Short problem: How many lines in the records below contain the string "pendant"? Reply with the number only.

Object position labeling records
··········

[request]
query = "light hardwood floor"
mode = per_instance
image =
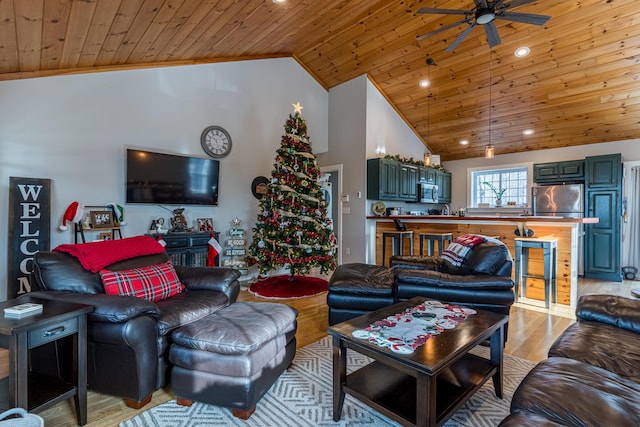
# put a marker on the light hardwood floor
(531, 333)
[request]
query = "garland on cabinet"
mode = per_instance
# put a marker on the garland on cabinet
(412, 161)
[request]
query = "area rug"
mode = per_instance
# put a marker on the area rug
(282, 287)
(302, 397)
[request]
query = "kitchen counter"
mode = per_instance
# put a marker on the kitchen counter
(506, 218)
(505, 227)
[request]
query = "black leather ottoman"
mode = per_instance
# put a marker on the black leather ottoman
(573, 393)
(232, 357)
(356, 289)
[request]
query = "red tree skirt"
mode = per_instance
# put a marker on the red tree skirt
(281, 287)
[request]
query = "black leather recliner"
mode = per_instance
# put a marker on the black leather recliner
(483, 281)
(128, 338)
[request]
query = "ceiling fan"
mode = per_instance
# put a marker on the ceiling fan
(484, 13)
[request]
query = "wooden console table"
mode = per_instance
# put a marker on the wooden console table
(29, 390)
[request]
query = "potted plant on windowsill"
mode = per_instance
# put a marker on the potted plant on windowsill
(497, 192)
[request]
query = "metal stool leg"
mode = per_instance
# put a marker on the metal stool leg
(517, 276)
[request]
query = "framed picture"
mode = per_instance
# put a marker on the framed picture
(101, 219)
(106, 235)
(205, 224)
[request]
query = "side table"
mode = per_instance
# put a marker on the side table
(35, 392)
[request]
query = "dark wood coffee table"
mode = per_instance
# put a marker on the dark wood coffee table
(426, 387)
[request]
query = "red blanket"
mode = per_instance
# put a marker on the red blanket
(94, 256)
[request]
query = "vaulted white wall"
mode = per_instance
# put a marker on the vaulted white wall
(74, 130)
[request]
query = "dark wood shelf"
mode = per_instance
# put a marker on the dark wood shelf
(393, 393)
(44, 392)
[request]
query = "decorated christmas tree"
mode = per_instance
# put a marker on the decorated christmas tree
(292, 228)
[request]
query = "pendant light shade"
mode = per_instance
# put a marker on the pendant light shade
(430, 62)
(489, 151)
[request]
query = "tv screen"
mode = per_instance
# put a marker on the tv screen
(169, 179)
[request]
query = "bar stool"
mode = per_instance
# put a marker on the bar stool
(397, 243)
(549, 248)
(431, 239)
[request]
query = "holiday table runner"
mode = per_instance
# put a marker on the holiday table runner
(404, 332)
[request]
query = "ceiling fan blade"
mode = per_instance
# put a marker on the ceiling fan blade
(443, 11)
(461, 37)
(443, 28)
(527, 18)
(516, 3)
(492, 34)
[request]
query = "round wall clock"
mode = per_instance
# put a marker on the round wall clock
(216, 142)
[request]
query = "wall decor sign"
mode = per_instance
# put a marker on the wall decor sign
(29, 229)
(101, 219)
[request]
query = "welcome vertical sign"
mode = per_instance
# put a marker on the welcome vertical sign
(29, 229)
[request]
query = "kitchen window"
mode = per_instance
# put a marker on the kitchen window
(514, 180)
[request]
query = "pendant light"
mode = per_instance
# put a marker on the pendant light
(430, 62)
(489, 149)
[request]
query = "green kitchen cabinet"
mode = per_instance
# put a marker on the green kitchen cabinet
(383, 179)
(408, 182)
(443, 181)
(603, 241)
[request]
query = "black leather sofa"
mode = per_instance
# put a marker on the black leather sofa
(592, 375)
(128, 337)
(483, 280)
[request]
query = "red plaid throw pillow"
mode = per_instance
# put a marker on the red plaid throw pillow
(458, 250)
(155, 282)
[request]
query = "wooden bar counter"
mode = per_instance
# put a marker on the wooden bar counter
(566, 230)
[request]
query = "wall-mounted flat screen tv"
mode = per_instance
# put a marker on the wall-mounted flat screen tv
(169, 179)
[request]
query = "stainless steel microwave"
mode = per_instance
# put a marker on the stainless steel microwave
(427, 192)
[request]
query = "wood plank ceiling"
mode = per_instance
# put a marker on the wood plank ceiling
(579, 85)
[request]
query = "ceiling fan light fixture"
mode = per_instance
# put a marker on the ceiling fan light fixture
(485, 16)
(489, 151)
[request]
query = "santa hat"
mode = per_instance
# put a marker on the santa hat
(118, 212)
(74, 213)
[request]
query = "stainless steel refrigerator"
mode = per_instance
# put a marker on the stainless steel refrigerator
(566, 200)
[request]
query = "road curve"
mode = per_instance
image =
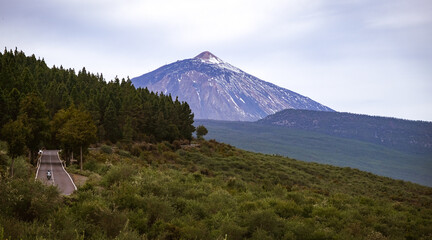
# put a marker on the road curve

··········

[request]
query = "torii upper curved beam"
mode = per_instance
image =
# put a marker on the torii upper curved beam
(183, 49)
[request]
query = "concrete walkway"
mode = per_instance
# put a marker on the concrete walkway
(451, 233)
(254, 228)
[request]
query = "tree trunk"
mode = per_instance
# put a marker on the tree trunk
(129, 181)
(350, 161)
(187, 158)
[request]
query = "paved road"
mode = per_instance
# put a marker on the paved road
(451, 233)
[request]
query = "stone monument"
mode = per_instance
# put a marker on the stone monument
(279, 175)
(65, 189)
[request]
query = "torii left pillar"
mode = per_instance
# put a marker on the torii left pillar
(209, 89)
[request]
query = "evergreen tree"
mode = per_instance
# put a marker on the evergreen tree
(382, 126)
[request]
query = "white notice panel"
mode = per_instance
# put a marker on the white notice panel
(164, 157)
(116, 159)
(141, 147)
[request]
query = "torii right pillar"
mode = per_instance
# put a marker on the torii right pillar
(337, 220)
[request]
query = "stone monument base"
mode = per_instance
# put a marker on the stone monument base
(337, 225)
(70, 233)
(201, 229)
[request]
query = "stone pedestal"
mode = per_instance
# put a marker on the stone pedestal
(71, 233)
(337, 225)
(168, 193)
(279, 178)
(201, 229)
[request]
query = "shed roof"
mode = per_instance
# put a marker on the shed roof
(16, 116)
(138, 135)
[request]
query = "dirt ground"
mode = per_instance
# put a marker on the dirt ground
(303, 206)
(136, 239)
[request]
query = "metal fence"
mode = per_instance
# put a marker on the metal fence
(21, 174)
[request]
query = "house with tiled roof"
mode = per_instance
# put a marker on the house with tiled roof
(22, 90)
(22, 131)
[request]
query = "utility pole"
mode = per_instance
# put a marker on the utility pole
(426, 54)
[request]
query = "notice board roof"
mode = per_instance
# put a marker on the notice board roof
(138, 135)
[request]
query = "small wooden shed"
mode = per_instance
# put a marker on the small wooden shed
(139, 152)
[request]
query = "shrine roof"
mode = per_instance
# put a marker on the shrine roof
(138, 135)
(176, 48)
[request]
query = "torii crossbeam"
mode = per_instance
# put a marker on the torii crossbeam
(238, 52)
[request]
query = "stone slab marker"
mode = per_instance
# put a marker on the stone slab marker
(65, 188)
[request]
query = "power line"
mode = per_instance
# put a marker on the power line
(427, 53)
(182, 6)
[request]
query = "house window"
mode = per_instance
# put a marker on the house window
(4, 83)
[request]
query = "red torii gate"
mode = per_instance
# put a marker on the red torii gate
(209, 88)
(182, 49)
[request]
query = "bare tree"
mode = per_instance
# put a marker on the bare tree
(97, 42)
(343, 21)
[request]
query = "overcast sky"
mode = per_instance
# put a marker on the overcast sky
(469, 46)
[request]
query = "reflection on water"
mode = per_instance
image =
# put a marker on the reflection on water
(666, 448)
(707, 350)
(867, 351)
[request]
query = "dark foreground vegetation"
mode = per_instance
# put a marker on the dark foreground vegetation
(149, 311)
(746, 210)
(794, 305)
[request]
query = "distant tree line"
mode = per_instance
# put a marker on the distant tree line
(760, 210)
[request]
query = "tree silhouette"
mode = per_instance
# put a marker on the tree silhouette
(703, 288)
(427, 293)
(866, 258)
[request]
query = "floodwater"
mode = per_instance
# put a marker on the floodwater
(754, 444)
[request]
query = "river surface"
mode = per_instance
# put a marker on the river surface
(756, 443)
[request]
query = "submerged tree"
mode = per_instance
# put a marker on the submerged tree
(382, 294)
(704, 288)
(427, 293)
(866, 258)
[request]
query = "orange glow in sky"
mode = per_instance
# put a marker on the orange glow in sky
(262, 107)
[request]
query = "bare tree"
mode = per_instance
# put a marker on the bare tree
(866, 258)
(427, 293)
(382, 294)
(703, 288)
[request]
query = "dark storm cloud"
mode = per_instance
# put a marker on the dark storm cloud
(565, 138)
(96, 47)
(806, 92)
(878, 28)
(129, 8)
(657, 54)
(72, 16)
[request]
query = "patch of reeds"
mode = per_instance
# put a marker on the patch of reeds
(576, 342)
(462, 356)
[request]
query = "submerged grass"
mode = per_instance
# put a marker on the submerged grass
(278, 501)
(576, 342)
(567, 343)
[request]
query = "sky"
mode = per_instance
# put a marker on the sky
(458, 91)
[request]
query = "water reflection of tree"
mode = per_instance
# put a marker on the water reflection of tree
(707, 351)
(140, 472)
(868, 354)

··········

Solution to this problem: 4